>>>
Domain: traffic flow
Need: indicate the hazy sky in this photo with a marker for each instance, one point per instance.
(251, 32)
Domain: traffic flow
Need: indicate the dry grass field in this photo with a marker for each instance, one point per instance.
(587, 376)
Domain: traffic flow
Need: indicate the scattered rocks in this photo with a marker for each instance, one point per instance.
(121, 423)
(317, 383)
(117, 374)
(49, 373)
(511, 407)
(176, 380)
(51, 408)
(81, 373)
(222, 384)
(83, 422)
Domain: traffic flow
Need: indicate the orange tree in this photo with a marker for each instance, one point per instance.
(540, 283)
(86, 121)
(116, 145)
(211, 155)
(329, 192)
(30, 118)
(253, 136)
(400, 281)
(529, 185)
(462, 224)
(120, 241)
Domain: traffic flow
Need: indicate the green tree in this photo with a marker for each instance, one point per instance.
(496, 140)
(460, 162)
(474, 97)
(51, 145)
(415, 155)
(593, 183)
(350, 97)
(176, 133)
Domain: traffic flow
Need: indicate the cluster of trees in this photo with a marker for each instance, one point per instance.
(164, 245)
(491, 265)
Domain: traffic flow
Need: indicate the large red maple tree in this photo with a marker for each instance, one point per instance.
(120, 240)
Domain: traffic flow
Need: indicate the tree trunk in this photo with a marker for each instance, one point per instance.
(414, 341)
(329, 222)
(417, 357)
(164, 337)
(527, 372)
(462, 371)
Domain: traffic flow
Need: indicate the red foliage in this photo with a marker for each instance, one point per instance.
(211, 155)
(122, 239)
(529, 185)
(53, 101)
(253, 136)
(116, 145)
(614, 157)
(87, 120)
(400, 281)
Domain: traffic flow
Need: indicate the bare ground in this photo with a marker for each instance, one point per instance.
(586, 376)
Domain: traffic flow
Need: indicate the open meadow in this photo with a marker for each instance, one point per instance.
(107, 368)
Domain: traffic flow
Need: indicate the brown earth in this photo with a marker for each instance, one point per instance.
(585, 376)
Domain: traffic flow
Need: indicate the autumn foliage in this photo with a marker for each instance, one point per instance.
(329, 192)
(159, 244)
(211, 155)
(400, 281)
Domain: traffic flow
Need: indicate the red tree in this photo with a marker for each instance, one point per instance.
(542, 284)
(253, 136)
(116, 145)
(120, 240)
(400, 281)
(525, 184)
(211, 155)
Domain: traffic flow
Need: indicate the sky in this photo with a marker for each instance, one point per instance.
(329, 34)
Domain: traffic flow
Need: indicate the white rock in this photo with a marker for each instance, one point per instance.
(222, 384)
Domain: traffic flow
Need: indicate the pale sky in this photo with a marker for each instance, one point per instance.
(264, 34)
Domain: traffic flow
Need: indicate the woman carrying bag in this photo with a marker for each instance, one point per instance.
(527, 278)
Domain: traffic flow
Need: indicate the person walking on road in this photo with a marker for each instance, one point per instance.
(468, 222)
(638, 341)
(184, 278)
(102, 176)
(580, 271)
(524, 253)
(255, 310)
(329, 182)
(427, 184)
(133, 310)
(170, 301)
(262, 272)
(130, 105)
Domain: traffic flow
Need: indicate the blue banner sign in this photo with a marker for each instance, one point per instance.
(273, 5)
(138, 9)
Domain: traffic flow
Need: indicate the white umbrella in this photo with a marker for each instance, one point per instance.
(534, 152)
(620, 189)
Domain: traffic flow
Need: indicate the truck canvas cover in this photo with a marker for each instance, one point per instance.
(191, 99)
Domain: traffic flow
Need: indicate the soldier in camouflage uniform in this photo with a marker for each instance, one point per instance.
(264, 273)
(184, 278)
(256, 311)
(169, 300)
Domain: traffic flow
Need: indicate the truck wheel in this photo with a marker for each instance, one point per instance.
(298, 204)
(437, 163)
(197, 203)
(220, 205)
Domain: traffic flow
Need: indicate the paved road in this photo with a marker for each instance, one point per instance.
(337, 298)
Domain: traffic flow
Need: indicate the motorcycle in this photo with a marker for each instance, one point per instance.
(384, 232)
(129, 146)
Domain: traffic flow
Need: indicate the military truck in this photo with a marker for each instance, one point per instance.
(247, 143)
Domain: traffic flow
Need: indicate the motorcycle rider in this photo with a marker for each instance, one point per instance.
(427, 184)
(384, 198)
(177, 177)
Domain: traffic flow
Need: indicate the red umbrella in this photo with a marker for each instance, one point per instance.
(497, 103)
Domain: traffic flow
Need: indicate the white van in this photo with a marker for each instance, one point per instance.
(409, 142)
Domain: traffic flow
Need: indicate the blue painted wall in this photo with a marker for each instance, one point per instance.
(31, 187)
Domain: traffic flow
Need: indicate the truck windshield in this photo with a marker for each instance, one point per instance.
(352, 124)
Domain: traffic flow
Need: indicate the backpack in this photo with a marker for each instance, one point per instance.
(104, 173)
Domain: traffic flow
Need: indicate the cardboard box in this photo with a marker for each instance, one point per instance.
<<<
» THE PROBLEM
The data should be printed again exactly, line for line.

» OUTPUT BELOW
Domain: traffic flow
Need: indicate the hazy sky in this photo with a marker for each instance, one point per instance.
(251, 32)
Domain: traffic flow
Need: indicate the dry grass field in this photo with a marker for each instance, one point per instance.
(587, 376)
Domain: traffic flow
Need: indicate the scattered rocks in this photo with a marker for each instance, one point per instance.
(121, 423)
(317, 383)
(117, 374)
(49, 373)
(511, 407)
(176, 380)
(51, 408)
(81, 373)
(222, 384)
(83, 422)
Domain: traffic flow
Need: indicate the orange tree in this photo with a marker for each instance, one point per instance.
(540, 283)
(86, 121)
(116, 145)
(211, 155)
(329, 192)
(30, 118)
(253, 136)
(400, 281)
(529, 185)
(462, 224)
(120, 241)
Domain: traffic flow
Need: indicate the green tree in this photo with a marker for each instance, one point per instance.
(496, 140)
(460, 162)
(474, 97)
(51, 145)
(415, 155)
(593, 183)
(350, 97)
(176, 133)
Domain: traffic flow
Need: indicate the cluster of trees in this photo with a marker for each instance, one point per instance.
(164, 245)
(491, 265)
Domain: traffic flow
Need: indicate the large red maple tree in this photo with a marker for each instance, one point per instance.
(120, 240)
Domain: traffic flow
Need: indicate the tree trunk in this photo with a marker for each instance, one point per instance.
(414, 341)
(329, 222)
(417, 357)
(164, 337)
(527, 372)
(462, 371)
Domain: traffic flow
Need: indicate the red foliage in this photo with a marker for each instance, one point per instance.
(211, 155)
(122, 239)
(529, 185)
(53, 101)
(253, 136)
(116, 145)
(614, 157)
(87, 120)
(400, 281)
Domain: traffic flow
Need: indicate the bare ground in this photo with a marker for each instance, one point per instance.
(586, 376)
Domain: traffic flow
Need: indicate the open meadow in this photo with a marker for each instance, one point per instance.
(107, 368)
Domain: traffic flow
Need: indicate the brown earth in this photo with a marker for each instance, one point per instance.
(585, 376)
Domain: traffic flow
Need: indicate the autumn foliage in this photo with a marker for each instance, one point per instance.
(329, 192)
(159, 244)
(211, 155)
(400, 281)
Domain: traffic flow
Need: indicate the red tree in this photo with a marker for each instance, one point per instance.
(542, 284)
(253, 136)
(116, 145)
(120, 240)
(400, 281)
(525, 184)
(211, 155)
Domain: traffic flow
Need: indicate the sky in this photo with a marker for each instance, one point per instance.
(329, 34)
Domain: traffic flow
Need: indicate the white rock in this photo with a marker for each instance, one point per instance.
(222, 384)
Domain: traffic flow
Need: indicate the pale sky in this photo with a marker for each instance, one point per instance.
(264, 34)
Domain: traffic flow
Need: indicate the woman carrying bag in this photo with a marker for each instance, one point per instance.
(527, 278)
Domain: traffic flow
Need: indicate the person walking on road in this photo with a marker for each instance, one point per instance.
(468, 222)
(638, 341)
(184, 278)
(102, 176)
(580, 271)
(524, 253)
(255, 310)
(329, 182)
(427, 184)
(133, 310)
(170, 301)
(262, 272)
(130, 105)
Domain: traffic flow
Need: indicate the blue banner sign in this photo with a marker for each instance, one point per instance.
(273, 5)
(138, 9)
Domain: traffic flow
Need: indicate the white umbrella in this photo with a marker for each instance, one point per instance.
(534, 152)
(620, 189)
Domain: traffic flow
Need: indicate the truck canvas cover in this photo with a marker for each instance, one point per instance.
(191, 99)
Domain: traffic flow
Need: indicate the soldier in camouflage uniform in this photo with a marker for each instance, one point per instance.
(264, 273)
(184, 278)
(256, 311)
(169, 300)
Domain: traffic flow
Need: indicate the truck wheel in this photo with a marker for each instance, one point per instance.
(298, 204)
(437, 163)
(197, 203)
(220, 205)
Domain: traffic flow
Need: indicate the paved road in this photo with a marker for each instance, one point per instance.
(337, 298)
Domain: traffic flow
Need: indicate the motorcycle in this photo with a marker for each instance, one point per instance.
(384, 232)
(129, 146)
Domain: traffic flow
Need: indicate the military truck in this photo with a marker for each instance, one point per instance.
(247, 143)
Domain: traffic flow
Need: indicate the motorcycle rider in this photo with a marker for each instance, one point per instance.
(427, 184)
(384, 198)
(177, 177)
Domain: traffic flow
Need: indicate the red umbrella in this photo with a marker for each instance, one point per instance.
(497, 103)
Domain: traffic flow
Need: indicate the white van in this photo with a marker for each instance, one point per instance.
(409, 142)
Domain: traffic flow
Need: indicate the blue painted wall in this photo with a marker for each instance, one point per instance.
(31, 187)
Domain: traffic flow
Need: indicate the truck windshield in this photo with a marker for each instance, one point per instance.
(352, 124)
Domain: traffic flow
Need: indicate the backpack in this photo with a marker for each instance, one point per instance.
(104, 173)
Domain: traffic flow
Need: indicate the cardboard box in this photo with a marker for each instance, one point per instance.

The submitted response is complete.